# TASK INSTRUCTIONS
Render the lines from the one containing "Mark the region of every instance of the white capsule." through the one containing "141L496 148L504 155L511", inclusive, as a Markdown table with the columns Number and Line, skipping any blank lines.

# EXERCISE MATERIAL
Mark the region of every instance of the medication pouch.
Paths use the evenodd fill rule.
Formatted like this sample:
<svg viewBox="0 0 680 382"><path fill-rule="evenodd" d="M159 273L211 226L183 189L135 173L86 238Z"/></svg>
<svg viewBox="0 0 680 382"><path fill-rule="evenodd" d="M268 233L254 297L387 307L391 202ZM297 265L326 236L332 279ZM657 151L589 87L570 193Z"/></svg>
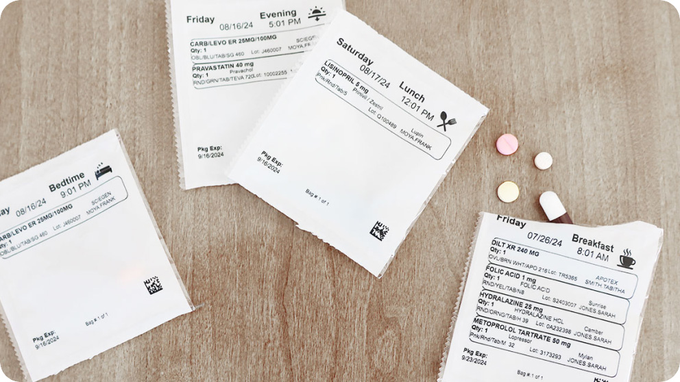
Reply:
<svg viewBox="0 0 680 382"><path fill-rule="evenodd" d="M0 181L0 316L29 381L194 306L111 131Z"/></svg>
<svg viewBox="0 0 680 382"><path fill-rule="evenodd" d="M231 184L227 165L343 1L166 5L180 186Z"/></svg>
<svg viewBox="0 0 680 382"><path fill-rule="evenodd" d="M487 112L341 11L228 174L380 277Z"/></svg>
<svg viewBox="0 0 680 382"><path fill-rule="evenodd" d="M663 230L483 213L440 382L629 382Z"/></svg>

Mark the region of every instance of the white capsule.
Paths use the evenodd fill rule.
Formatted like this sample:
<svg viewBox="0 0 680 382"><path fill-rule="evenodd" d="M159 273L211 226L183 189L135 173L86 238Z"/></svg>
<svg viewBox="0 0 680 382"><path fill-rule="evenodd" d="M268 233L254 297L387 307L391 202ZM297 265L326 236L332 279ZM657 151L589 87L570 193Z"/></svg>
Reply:
<svg viewBox="0 0 680 382"><path fill-rule="evenodd" d="M550 221L555 220L567 214L567 210L565 209L559 197L552 191L544 192L539 201Z"/></svg>

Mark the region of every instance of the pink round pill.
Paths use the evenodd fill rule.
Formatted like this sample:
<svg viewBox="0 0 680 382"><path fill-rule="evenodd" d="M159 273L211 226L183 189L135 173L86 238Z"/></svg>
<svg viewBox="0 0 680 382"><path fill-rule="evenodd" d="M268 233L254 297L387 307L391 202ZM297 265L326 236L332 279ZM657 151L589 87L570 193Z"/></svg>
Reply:
<svg viewBox="0 0 680 382"><path fill-rule="evenodd" d="M496 141L496 148L504 155L511 155L517 152L520 143L517 137L512 134L504 134Z"/></svg>

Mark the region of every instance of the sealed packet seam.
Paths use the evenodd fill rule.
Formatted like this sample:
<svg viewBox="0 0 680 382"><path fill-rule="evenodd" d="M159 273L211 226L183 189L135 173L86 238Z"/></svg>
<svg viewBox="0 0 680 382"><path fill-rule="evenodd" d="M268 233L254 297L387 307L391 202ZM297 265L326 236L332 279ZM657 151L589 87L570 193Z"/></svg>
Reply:
<svg viewBox="0 0 680 382"><path fill-rule="evenodd" d="M472 241L470 244L470 249L467 250L467 258L465 259L465 270L463 272L463 279L461 281L461 286L458 289L458 297L456 298L456 306L453 309L453 315L451 317L451 324L448 327L448 333L446 335L446 341L444 342L444 351L441 355L441 362L439 364L439 372L437 376L437 382L441 382L444 378L444 368L446 366L446 360L448 359L448 352L451 348L451 340L453 338L453 330L456 327L456 322L458 320L458 313L461 309L461 303L463 301L463 294L465 292L465 284L467 283L467 275L470 272L470 266L472 262L472 255L474 248L476 246L477 239L479 237L479 231L482 227L482 221L484 220L484 212L480 212L477 217L477 224L474 227L474 235Z"/></svg>
<svg viewBox="0 0 680 382"><path fill-rule="evenodd" d="M171 0L165 0L165 27L168 40L168 65L170 70L170 87L172 97L172 120L175 129L175 149L177 151L177 167L179 172L180 187L186 190L184 177L184 160L182 151L182 135L180 131L180 109L177 99L177 75L175 64L175 47L173 44Z"/></svg>
<svg viewBox="0 0 680 382"><path fill-rule="evenodd" d="M23 359L23 357L21 356L21 351L19 350L19 344L16 342L16 338L14 337L14 332L12 330L12 326L10 324L10 320L7 319L7 315L5 313L5 309L3 308L2 301L0 301L0 319L2 320L3 324L5 324L5 330L7 331L7 333L10 336L10 341L12 343L12 347L14 349L14 355L16 355L16 358L19 361L19 366L21 368L21 374L23 374L24 380L31 382L30 374L28 374L28 368L26 366L26 362ZM2 372L0 371L0 372Z"/></svg>

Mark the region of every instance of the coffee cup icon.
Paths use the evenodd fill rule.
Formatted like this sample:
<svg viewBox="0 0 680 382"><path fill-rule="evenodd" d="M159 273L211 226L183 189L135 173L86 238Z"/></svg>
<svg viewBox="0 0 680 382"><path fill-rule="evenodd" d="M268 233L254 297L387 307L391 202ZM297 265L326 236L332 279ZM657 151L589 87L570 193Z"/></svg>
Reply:
<svg viewBox="0 0 680 382"><path fill-rule="evenodd" d="M621 264L618 266L625 268L626 269L633 269L633 266L635 265L635 263L638 262L631 257L630 250L627 249L623 253L624 254L619 257L619 261L621 262Z"/></svg>

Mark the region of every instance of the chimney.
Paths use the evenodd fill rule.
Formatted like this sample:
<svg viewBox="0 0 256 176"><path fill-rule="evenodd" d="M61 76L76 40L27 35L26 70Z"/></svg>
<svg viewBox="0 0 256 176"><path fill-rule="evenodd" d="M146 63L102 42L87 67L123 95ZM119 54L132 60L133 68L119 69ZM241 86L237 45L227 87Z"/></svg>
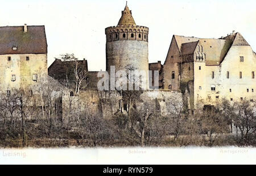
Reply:
<svg viewBox="0 0 256 176"><path fill-rule="evenodd" d="M24 24L24 32L27 32L27 24Z"/></svg>

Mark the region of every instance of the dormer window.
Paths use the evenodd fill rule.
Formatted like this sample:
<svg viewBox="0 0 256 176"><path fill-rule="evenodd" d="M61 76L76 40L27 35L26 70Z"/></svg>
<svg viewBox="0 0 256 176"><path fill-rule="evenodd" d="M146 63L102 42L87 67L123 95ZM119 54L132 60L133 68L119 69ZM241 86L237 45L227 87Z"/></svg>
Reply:
<svg viewBox="0 0 256 176"><path fill-rule="evenodd" d="M15 74L12 74L11 75L11 81L16 81L16 76Z"/></svg>

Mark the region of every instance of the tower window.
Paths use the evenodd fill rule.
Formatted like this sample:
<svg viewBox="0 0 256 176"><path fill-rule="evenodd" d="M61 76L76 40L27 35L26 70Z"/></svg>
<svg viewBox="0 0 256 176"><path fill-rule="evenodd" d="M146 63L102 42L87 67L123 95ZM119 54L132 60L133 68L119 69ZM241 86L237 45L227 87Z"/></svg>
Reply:
<svg viewBox="0 0 256 176"><path fill-rule="evenodd" d="M32 80L36 81L38 81L38 74L33 74L32 75Z"/></svg>
<svg viewBox="0 0 256 176"><path fill-rule="evenodd" d="M69 93L69 96L70 97L73 97L74 96L74 93L73 92L73 91L71 91Z"/></svg>
<svg viewBox="0 0 256 176"><path fill-rule="evenodd" d="M33 95L33 91L32 91L32 90L30 90L29 93L29 95L30 97L32 97L32 95Z"/></svg>
<svg viewBox="0 0 256 176"><path fill-rule="evenodd" d="M11 95L11 91L10 90L6 91L6 95L7 97L10 97L10 95Z"/></svg>
<svg viewBox="0 0 256 176"><path fill-rule="evenodd" d="M11 75L11 81L16 81L16 76L15 74L12 74Z"/></svg>
<svg viewBox="0 0 256 176"><path fill-rule="evenodd" d="M210 86L210 90L212 91L215 91L215 85L212 85Z"/></svg>

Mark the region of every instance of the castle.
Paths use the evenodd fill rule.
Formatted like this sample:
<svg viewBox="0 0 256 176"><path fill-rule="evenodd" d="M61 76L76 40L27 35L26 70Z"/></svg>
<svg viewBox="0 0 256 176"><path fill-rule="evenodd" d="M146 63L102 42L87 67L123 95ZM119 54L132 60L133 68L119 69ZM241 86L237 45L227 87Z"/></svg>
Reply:
<svg viewBox="0 0 256 176"><path fill-rule="evenodd" d="M144 95L150 95L151 100L157 99L162 110L164 111L163 102L167 98L183 101L191 110L196 108L199 102L215 104L222 98L231 102L256 99L256 54L239 32L233 31L220 39L174 35L163 65L160 61L148 63L148 28L136 24L126 5L118 25L105 29L106 72L110 75L112 66L116 71L129 67L159 71L159 80L147 75L148 90ZM57 68L63 70L70 61L56 60L47 69L47 44L43 26L0 27L0 73L4 76L0 77L1 90L10 94L11 88L23 89L31 94L34 91L32 86L36 89L38 79L48 74L62 81ZM97 111L102 103L97 90L98 72L88 72L86 60L81 61L81 64L85 65L88 83L81 93L84 106L93 106ZM154 85L156 82L160 93L154 95L149 83ZM110 97L113 93L108 94ZM114 94L117 99L112 105L115 105L109 108L114 112L121 106L127 109L125 103L119 104L122 98L119 93ZM71 91L65 96L63 104L68 97L75 97Z"/></svg>

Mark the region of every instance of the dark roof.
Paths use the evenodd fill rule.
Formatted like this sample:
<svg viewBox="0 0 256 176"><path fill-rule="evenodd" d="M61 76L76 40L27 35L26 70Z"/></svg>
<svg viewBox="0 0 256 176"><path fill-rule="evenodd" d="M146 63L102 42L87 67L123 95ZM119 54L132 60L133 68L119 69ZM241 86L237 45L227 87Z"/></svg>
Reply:
<svg viewBox="0 0 256 176"><path fill-rule="evenodd" d="M27 32L23 30L24 26L0 27L0 55L47 53L44 26L28 26Z"/></svg>

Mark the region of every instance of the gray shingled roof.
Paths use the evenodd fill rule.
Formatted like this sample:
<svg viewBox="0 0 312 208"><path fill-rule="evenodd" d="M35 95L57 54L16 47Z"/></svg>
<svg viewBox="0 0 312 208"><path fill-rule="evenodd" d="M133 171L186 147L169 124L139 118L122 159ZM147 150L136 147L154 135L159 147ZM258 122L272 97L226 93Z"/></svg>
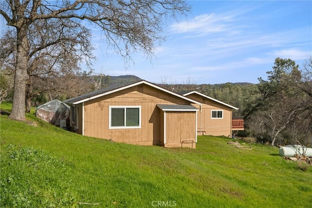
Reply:
<svg viewBox="0 0 312 208"><path fill-rule="evenodd" d="M162 105L157 104L156 106L160 109L164 110L172 111L196 111L198 109L192 105Z"/></svg>
<svg viewBox="0 0 312 208"><path fill-rule="evenodd" d="M116 90L118 88L125 87L126 86L130 85L131 84L132 84L136 82L140 82L142 80L140 80L132 82L128 82L127 83L123 83L120 84L117 84L117 85L109 86L106 88L101 89L100 90L98 90L96 91L91 92L90 93L86 93L85 94L81 95L79 95L77 97L73 97L72 98L68 99L66 100L64 100L63 102L66 103L71 103L71 104L79 100L83 100L84 99L88 98L89 97L93 97L93 96L95 96L98 95L100 95L102 93L107 93L108 92Z"/></svg>

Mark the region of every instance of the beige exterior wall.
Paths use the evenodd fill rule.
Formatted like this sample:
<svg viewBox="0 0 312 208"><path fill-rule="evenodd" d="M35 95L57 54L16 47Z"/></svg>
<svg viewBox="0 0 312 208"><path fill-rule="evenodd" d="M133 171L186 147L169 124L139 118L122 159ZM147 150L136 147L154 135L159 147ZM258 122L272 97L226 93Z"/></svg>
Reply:
<svg viewBox="0 0 312 208"><path fill-rule="evenodd" d="M196 112L166 112L166 145L195 148ZM194 146L192 144L194 144Z"/></svg>
<svg viewBox="0 0 312 208"><path fill-rule="evenodd" d="M197 135L228 136L232 135L232 112L228 107L197 94L189 97L202 103L201 112L197 115ZM223 111L223 118L212 118L212 110Z"/></svg>
<svg viewBox="0 0 312 208"><path fill-rule="evenodd" d="M136 86L85 102L84 120L81 121L83 135L142 145L161 144L160 132L163 127L161 126L161 110L156 106L157 104L191 103L147 85ZM109 129L110 106L141 106L141 128ZM81 115L80 117L82 117ZM79 125L78 132L81 132L82 129L82 126ZM163 142L163 138L162 141Z"/></svg>

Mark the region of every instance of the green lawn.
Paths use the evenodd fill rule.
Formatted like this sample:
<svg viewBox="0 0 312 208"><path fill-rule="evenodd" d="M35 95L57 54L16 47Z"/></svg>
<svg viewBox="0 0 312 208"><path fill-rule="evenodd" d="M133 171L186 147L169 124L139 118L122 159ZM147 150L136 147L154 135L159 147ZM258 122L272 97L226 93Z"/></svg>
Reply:
<svg viewBox="0 0 312 208"><path fill-rule="evenodd" d="M139 146L26 118L38 126L0 117L1 208L312 206L312 168L276 148L208 136L195 150Z"/></svg>

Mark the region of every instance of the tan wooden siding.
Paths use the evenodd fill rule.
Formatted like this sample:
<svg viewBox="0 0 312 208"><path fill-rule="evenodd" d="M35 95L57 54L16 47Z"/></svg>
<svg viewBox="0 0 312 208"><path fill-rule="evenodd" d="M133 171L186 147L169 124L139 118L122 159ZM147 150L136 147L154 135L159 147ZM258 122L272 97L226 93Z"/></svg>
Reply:
<svg viewBox="0 0 312 208"><path fill-rule="evenodd" d="M166 113L166 143L195 142L196 112Z"/></svg>
<svg viewBox="0 0 312 208"><path fill-rule="evenodd" d="M82 104L80 104L76 105L76 113L77 117L76 122L77 128L77 133L82 134Z"/></svg>
<svg viewBox="0 0 312 208"><path fill-rule="evenodd" d="M188 97L202 103L197 116L197 135L228 136L232 134L232 109L197 94ZM222 110L223 118L212 118L212 110Z"/></svg>
<svg viewBox="0 0 312 208"><path fill-rule="evenodd" d="M157 104L188 105L190 103L145 85L135 86L85 102L84 134L112 139L118 142L159 144L160 110L156 107ZM110 106L140 106L141 128L109 129Z"/></svg>

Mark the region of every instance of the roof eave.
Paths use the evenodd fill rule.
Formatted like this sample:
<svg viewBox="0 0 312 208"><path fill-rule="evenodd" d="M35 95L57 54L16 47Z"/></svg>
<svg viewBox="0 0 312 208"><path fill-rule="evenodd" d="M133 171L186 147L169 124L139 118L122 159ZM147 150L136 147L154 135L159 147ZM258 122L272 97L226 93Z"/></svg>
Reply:
<svg viewBox="0 0 312 208"><path fill-rule="evenodd" d="M103 93L99 94L98 95L95 95L91 96L90 96L89 97L86 97L85 98L81 99L80 100L77 100L76 101L72 101L71 102L67 102L67 103L71 103L71 104L72 104L73 105L77 105L77 104L79 104L79 103L83 103L84 102L86 102L86 101L89 101L89 100L92 100L93 99L97 98L98 97L101 97L102 96L104 96L104 95L109 95L109 94L111 94L112 93L116 93L116 92L117 92L123 90L125 90L126 89L130 88L131 87L134 87L135 86L141 84L146 84L147 85L149 85L150 86L153 87L154 87L155 88L157 89L158 89L159 90L161 90L162 91L163 91L163 92L166 92L167 93L169 93L170 94L171 94L171 95L173 95L174 96L180 97L180 98L182 98L183 99L184 99L184 100L187 100L187 101L189 101L189 102L191 102L192 103L195 103L195 104L198 104L198 105L201 105L201 103L200 102L197 102L197 101L196 101L195 100L193 100L192 99L189 98L188 97L186 97L185 96L183 96L183 95L181 95L178 94L177 93L171 92L171 91L170 91L169 90L167 90L167 89L166 89L165 88L162 88L161 87L159 87L158 86L156 85L155 85L154 84L152 84L152 83L151 83L150 82L148 82L147 81L145 81L145 80L144 80L139 81L137 82L136 82L136 83L133 83L133 84L129 84L129 85L126 85L125 86L122 87L117 88L116 89L111 90L110 91L106 92L105 92L105 93Z"/></svg>
<svg viewBox="0 0 312 208"><path fill-rule="evenodd" d="M196 91L192 91L192 92L190 92L189 93L186 93L185 94L183 95L183 96L187 96L187 95L189 95L193 94L194 94L194 93L195 93L196 94L197 94L197 95L199 95L202 96L203 97L206 97L207 98L208 98L209 99L211 99L212 100L213 100L213 101L214 101L215 102L216 102L217 103L219 103L220 104L222 104L223 105L225 105L226 106L229 107L230 107L230 108L231 108L232 109L234 109L234 110L238 110L239 109L238 108L236 108L236 107L233 106L232 106L231 105L229 105L228 104L224 103L223 102L220 101L220 100L218 100L216 99L213 98L212 97L210 97L209 96L207 96L207 95L204 95L204 94L201 94L200 93L198 93L198 92L196 92Z"/></svg>

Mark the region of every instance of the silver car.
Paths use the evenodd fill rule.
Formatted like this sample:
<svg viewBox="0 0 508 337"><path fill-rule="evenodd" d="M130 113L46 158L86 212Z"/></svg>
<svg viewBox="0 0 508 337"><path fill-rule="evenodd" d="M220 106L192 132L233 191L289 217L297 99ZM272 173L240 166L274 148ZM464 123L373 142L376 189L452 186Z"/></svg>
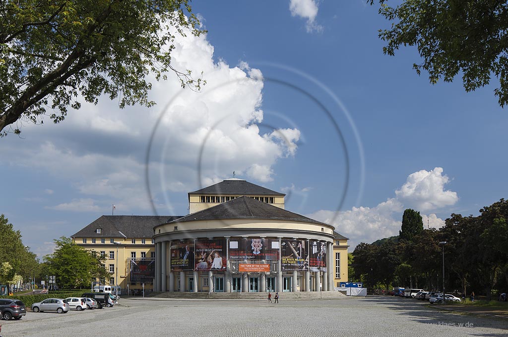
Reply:
<svg viewBox="0 0 508 337"><path fill-rule="evenodd" d="M61 298L46 298L41 302L34 303L31 305L32 311L35 313L56 311L61 314L67 312L70 309L69 303Z"/></svg>
<svg viewBox="0 0 508 337"><path fill-rule="evenodd" d="M99 306L99 302L98 302L95 299L87 297L83 297L83 299L84 299L85 301L86 301L85 304L86 305L87 309L92 309L93 308L100 309Z"/></svg>

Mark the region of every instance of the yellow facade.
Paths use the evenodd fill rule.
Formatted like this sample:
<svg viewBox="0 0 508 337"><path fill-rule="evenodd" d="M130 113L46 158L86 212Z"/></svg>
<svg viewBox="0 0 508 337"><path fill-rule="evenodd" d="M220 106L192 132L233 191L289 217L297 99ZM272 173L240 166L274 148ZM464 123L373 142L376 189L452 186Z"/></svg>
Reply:
<svg viewBox="0 0 508 337"><path fill-rule="evenodd" d="M95 243L93 242L94 239ZM104 243L102 243L101 240L103 239L104 240ZM109 273L110 278L103 280L97 280L97 282L100 282L101 284L110 285L116 285L116 282L117 282L118 285L122 289L122 293L126 293L128 290L142 289L142 284L133 284L130 282L129 272L130 268L129 264L132 257L155 257L155 245L152 243L151 238L89 237L75 238L74 240L78 245L87 250L97 252L100 255L103 253L106 256L104 267ZM119 242L119 244L111 243L111 240L113 242ZM134 240L134 243L133 240ZM117 275L118 279L115 282ZM103 281L105 282L103 282ZM145 290L151 291L153 288L153 285L152 283L145 284Z"/></svg>

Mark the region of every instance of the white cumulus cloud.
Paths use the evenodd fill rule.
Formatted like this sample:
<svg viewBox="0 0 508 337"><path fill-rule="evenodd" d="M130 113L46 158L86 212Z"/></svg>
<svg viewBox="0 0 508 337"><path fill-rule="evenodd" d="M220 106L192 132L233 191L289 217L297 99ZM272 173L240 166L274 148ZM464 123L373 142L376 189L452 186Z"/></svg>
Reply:
<svg viewBox="0 0 508 337"><path fill-rule="evenodd" d="M402 213L405 208L412 207L425 211L457 202L457 193L444 190L444 184L449 179L442 172L441 168L436 167L430 171L422 170L410 174L404 185L396 191L394 198L374 207L353 207L340 212L322 210L307 216L333 226L338 233L349 238L350 251L352 251L360 242L370 243L398 235ZM428 223L432 228L439 228L444 224L444 220L434 213L421 215L424 228Z"/></svg>
<svg viewBox="0 0 508 337"><path fill-rule="evenodd" d="M307 32L323 31L323 26L315 22L319 10L318 2L314 0L290 0L289 10L292 16L299 16L307 19L305 28Z"/></svg>

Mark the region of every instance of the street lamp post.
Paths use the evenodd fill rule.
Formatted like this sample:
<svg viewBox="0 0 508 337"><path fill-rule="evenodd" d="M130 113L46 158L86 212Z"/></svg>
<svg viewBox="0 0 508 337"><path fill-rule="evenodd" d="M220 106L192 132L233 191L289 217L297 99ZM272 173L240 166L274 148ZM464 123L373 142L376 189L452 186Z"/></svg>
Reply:
<svg viewBox="0 0 508 337"><path fill-rule="evenodd" d="M115 241L114 243L116 245L116 264L115 271L116 275L115 276L115 304L118 303L118 245L121 244L120 242Z"/></svg>
<svg viewBox="0 0 508 337"><path fill-rule="evenodd" d="M439 242L439 246L443 247L443 301L446 302L446 294L444 292L444 245L447 244L446 241L441 241Z"/></svg>

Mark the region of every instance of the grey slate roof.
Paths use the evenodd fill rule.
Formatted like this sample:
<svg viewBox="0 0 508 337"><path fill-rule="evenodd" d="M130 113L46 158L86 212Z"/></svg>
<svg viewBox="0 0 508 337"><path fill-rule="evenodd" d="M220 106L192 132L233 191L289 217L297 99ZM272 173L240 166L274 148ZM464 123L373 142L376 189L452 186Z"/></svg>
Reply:
<svg viewBox="0 0 508 337"><path fill-rule="evenodd" d="M189 194L231 194L240 196L276 195L285 196L283 193L276 192L246 180L239 179L226 179L220 182L205 187Z"/></svg>
<svg viewBox="0 0 508 337"><path fill-rule="evenodd" d="M172 223L226 219L282 220L330 226L245 196L240 197L213 207L193 213L174 220Z"/></svg>
<svg viewBox="0 0 508 337"><path fill-rule="evenodd" d="M151 238L153 227L181 217L174 215L103 215L73 238ZM101 233L98 233L98 228Z"/></svg>

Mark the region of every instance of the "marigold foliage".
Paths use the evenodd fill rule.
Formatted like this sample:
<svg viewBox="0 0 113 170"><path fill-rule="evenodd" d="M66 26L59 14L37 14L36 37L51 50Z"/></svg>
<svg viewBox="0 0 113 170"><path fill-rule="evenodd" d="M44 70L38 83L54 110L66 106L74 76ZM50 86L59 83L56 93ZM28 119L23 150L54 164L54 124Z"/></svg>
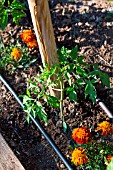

# ANSWER TO THIS TASK
| Number | Line |
|---|---|
| 1 | Mark the region of every instance of the white capsule. |
| 2 | Paths use the evenodd fill rule. |
| 3 | Formatted like this sample: |
| 4 | <svg viewBox="0 0 680 382"><path fill-rule="evenodd" d="M159 273L211 226L183 189L135 173L86 238Z"/></svg> |
| 5 | <svg viewBox="0 0 680 382"><path fill-rule="evenodd" d="M268 233L254 297L387 307L391 202ZM297 265L326 236L332 279ZM657 151L589 87L570 193Z"/></svg> |
| 6 | Reply: |
| 7 | <svg viewBox="0 0 680 382"><path fill-rule="evenodd" d="M550 221L555 220L567 214L567 210L565 209L559 197L552 191L544 192L539 201Z"/></svg> |
| 8 | Mark the region of every instance of the pink round pill. |
| 9 | Paths use the evenodd fill rule. |
| 10 | Formatted like this sample: |
| 11 | <svg viewBox="0 0 680 382"><path fill-rule="evenodd" d="M159 273L211 226L183 189L135 173L86 238Z"/></svg> |
| 12 | <svg viewBox="0 0 680 382"><path fill-rule="evenodd" d="M268 233L254 297L387 307L391 202ZM297 265L326 236L332 279ZM657 151L589 87L570 193Z"/></svg> |
| 13 | Reply: |
| 14 | <svg viewBox="0 0 680 382"><path fill-rule="evenodd" d="M496 141L496 148L504 155L511 155L517 152L520 143L517 137L512 134L504 134Z"/></svg> |